Problem requirements: Copy the material below line for line, changing nothing.

··· Input material

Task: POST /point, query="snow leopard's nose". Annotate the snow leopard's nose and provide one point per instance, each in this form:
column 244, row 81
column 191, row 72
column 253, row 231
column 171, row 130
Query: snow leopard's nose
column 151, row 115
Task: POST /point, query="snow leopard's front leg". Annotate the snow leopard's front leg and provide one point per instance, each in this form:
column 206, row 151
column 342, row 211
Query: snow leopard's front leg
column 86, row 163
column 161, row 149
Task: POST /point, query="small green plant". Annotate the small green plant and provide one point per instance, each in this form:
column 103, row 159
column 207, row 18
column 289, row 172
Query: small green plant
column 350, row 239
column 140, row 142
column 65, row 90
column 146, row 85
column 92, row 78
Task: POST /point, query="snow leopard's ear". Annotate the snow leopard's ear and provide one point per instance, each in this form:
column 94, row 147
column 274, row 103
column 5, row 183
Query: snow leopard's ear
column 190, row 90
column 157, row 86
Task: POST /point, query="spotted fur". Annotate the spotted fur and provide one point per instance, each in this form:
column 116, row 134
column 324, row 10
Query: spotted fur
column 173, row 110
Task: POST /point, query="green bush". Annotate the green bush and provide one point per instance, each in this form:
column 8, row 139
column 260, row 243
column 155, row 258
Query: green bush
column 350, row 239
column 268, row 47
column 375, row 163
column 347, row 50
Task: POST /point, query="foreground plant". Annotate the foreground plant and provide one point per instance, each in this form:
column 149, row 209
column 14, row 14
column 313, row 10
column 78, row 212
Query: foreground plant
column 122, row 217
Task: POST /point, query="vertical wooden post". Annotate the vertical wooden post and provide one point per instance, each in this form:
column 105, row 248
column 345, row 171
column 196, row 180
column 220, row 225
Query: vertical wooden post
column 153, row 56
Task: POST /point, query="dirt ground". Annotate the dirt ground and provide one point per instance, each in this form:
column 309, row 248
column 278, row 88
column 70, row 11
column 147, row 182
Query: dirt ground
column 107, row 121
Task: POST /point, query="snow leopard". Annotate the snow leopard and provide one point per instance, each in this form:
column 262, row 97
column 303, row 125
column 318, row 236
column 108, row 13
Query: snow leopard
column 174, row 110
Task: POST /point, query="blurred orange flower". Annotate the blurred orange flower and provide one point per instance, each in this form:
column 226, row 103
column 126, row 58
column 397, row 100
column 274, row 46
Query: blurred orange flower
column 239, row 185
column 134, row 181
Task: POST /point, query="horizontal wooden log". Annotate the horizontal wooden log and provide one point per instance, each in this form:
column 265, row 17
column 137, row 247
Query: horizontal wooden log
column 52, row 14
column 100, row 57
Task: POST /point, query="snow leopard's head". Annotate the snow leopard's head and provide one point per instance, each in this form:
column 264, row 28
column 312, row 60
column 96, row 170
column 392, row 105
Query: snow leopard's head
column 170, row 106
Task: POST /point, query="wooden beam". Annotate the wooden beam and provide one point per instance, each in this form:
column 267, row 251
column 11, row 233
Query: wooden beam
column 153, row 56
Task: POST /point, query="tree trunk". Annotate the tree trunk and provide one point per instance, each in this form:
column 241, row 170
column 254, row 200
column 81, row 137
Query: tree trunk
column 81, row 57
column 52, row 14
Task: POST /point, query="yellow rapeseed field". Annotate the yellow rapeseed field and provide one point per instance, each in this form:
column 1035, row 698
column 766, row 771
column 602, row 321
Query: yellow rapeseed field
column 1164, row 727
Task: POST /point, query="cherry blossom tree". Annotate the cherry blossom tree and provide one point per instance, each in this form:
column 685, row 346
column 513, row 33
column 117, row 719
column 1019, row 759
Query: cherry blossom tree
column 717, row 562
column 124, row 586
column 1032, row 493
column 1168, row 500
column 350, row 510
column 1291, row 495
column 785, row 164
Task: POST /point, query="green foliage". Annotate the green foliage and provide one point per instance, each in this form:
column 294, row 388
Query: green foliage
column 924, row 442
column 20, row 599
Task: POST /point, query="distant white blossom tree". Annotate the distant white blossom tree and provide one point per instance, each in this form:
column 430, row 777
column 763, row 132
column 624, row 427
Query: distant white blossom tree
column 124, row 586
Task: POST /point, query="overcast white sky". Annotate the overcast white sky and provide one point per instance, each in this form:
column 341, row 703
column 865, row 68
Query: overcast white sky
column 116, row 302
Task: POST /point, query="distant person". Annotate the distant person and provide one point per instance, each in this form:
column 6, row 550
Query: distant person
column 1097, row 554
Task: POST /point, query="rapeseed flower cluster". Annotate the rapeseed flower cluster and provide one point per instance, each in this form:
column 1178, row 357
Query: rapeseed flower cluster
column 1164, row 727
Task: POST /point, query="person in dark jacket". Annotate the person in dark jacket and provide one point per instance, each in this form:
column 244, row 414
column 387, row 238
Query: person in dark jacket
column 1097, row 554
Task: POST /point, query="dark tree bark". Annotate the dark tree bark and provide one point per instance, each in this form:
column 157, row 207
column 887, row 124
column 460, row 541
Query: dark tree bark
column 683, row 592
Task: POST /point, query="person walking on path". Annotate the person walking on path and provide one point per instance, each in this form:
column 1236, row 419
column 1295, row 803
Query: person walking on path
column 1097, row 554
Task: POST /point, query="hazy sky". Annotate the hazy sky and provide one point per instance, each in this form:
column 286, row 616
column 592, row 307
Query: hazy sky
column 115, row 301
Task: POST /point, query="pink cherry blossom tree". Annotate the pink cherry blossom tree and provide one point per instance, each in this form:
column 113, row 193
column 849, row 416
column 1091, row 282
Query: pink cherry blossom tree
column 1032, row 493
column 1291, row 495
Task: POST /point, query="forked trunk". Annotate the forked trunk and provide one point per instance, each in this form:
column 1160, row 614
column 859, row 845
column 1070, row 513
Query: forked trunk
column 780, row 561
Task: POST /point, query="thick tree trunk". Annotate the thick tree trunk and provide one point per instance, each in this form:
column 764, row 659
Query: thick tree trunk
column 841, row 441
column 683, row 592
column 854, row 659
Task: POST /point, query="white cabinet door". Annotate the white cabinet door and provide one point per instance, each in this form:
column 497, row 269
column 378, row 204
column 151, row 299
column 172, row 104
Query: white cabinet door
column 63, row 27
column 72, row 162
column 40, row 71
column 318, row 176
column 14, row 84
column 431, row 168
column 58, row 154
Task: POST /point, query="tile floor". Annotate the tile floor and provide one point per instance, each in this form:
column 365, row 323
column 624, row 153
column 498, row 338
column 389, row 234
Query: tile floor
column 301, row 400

······

The solution:
Task: POST /point, query="snow leopard's nose". Annotate the snow leopard's nose and provide one point per instance, each in this form:
column 244, row 81
column 191, row 72
column 253, row 231
column 171, row 130
Query: snow leopard's nose
column 151, row 115
Task: POST /point, query="snow leopard's front leg". Annotate the snow leopard's front leg and provide one point per instance, each in this form:
column 206, row 151
column 342, row 211
Query: snow leopard's front leg
column 86, row 163
column 161, row 149
Task: POST /point, query="small green plant". Annotate the small green plant and provide one point per instance, each in this form:
column 103, row 159
column 207, row 18
column 289, row 172
Query: small green plant
column 350, row 239
column 140, row 142
column 65, row 90
column 146, row 85
column 92, row 78
Task: POST /point, query="snow leopard's ear". Annotate the snow leopard's ear and provide one point per instance, each in this form:
column 94, row 147
column 274, row 103
column 5, row 183
Query: snow leopard's ear
column 190, row 90
column 157, row 86
Task: POST /point, query="spotted fur". Annotate the spotted fur and provide one point per instance, each in this form:
column 116, row 134
column 324, row 10
Query: spotted fur
column 173, row 110
Task: POST /point, query="green bush". Annotate the green bush and provide one point per instance, each in this form:
column 8, row 139
column 260, row 243
column 155, row 258
Query: green bush
column 350, row 239
column 268, row 47
column 375, row 163
column 347, row 50
Task: POST /point, query="foreground plant". Annotate the foreground plant and provide one point per instance, each in this form:
column 149, row 209
column 14, row 14
column 313, row 10
column 78, row 212
Query: foreground plant
column 122, row 217
Task: POST /point, query="vertical wooden post". Annotate the vertical wooden post and provide one point per instance, each in this form:
column 105, row 248
column 345, row 171
column 196, row 180
column 220, row 225
Query: vertical wooden post
column 153, row 56
Task: POST /point, query="dirt ground". Annotate the dirt ground and provide one point per instance, each in this form:
column 309, row 248
column 278, row 88
column 70, row 11
column 147, row 182
Query: dirt ground
column 107, row 121
Task: POST /point, query="snow leopard". Annotate the snow leopard and provide one point per instance, each in this form:
column 262, row 97
column 303, row 125
column 318, row 236
column 108, row 13
Query: snow leopard
column 174, row 110
Task: POST /point, query="blurred orange flower". Annotate the blurred orange flower and provide one point per instance, each in this form:
column 226, row 103
column 126, row 58
column 397, row 100
column 274, row 46
Query: blurred orange flower
column 239, row 185
column 134, row 181
Task: POST /point, query="horizontal wooden log". Annotate the horizontal wooden log and provide one point per instance, each in this form:
column 265, row 17
column 137, row 247
Query: horizontal wooden log
column 52, row 14
column 100, row 57
Task: POST /point, query="snow leopard's head". Annotate the snow leopard's head and provide one point per instance, each in this form:
column 264, row 28
column 312, row 60
column 96, row 170
column 392, row 105
Query: snow leopard's head
column 170, row 106
Task: POST /point, query="wooden beam". Annotate the wooden beam and provide one point per instance, each in this form:
column 267, row 251
column 11, row 233
Query: wooden beam
column 153, row 56
Task: POST /point, query="tree trunk". Annotate the tree trunk and provide one point per instance, each in this form:
column 241, row 170
column 254, row 200
column 81, row 137
Query: tree trunk
column 81, row 57
column 52, row 14
Task: POST /point, query="yellow rapeseed field". Annotate the yellow rapeseed field and provide one point per instance, each in this form:
column 1035, row 698
column 766, row 771
column 602, row 321
Query: yellow rapeseed field
column 1164, row 727
Task: POST /point, query="cherry blossom tree". Annotate the cherry blossom tree and provide one point per instance, each in this form:
column 685, row 346
column 513, row 33
column 117, row 719
column 1019, row 759
Query: cherry blossom tree
column 717, row 562
column 124, row 586
column 1032, row 493
column 1168, row 500
column 350, row 510
column 1291, row 495
column 785, row 164
Task: POST /point, query="green foliage". Annotate the green foliage and provide one point per instance, each in this form:
column 294, row 388
Query: green foliage
column 924, row 442
column 20, row 599
Task: POST /point, query="distant white blossom tree". Annotate the distant white blossom tree and provide one point per instance, each in this form:
column 430, row 777
column 763, row 132
column 624, row 427
Query: distant white blossom tree
column 124, row 586
Task: POST /point, query="overcast white sky". Annotate the overcast white sky and provide one point per instance, each in this form:
column 341, row 703
column 865, row 68
Query: overcast white sky
column 116, row 302
Task: POST /point, query="distant person". Annotate the distant person and provide one point per instance, each in this form:
column 6, row 550
Query: distant person
column 1097, row 554
Task: POST /point, query="rapeseed flower cluster". Annotate the rapeseed flower cluster and provide one point per instance, each in this form:
column 1178, row 357
Query: rapeseed flower cluster
column 1164, row 727
Task: POST /point, query="person in dark jacket". Annotate the person in dark jacket and provide one point per instance, each in this form:
column 244, row 414
column 387, row 238
Query: person in dark jacket
column 1097, row 554
Task: POST /point, query="dark tree bark". Annotate the dark tree bark and provide one point per instance, each in this form:
column 157, row 207
column 887, row 124
column 460, row 541
Query: dark tree bark
column 683, row 592
Task: POST /point, query="person walking on path". Annotate the person walking on path and provide one point per instance, each in this form:
column 1236, row 419
column 1295, row 803
Query: person walking on path
column 1097, row 554
Task: POST /point, query="hazy sky". Annotate the hazy sky and provide one point per instance, each in this form:
column 286, row 616
column 592, row 307
Query: hazy sky
column 115, row 301
Task: POST /point, query="pink cherry blossom tree". Annotate the pink cherry blossom tree and provide one point per instance, each in this form:
column 113, row 193
column 849, row 416
column 1091, row 282
Query: pink cherry blossom tree
column 1032, row 493
column 1291, row 495
Task: POST /point, query="forked trunk". Annotate the forked trunk and provide one point per instance, each in this form:
column 1160, row 614
column 859, row 845
column 1070, row 513
Query: forked trunk
column 780, row 561
Task: POST /point, query="thick tree trunk". Annotate the thick tree trunk and provide one point per instance, each in this form:
column 764, row 659
Query: thick tree trunk
column 841, row 441
column 683, row 592
column 854, row 659
Task: POST /point, query="white cabinet door". Annotate the white cabinet door and provide one point per instance, each in this form:
column 497, row 269
column 378, row 204
column 151, row 299
column 172, row 104
Query: white cabinet door
column 63, row 27
column 72, row 162
column 40, row 71
column 318, row 176
column 14, row 84
column 431, row 168
column 58, row 154
Task: POST /point, query="tile floor". Annotate the tile floor and provide one point per instance, each in this form:
column 365, row 323
column 624, row 153
column 498, row 338
column 389, row 234
Query: tile floor
column 301, row 400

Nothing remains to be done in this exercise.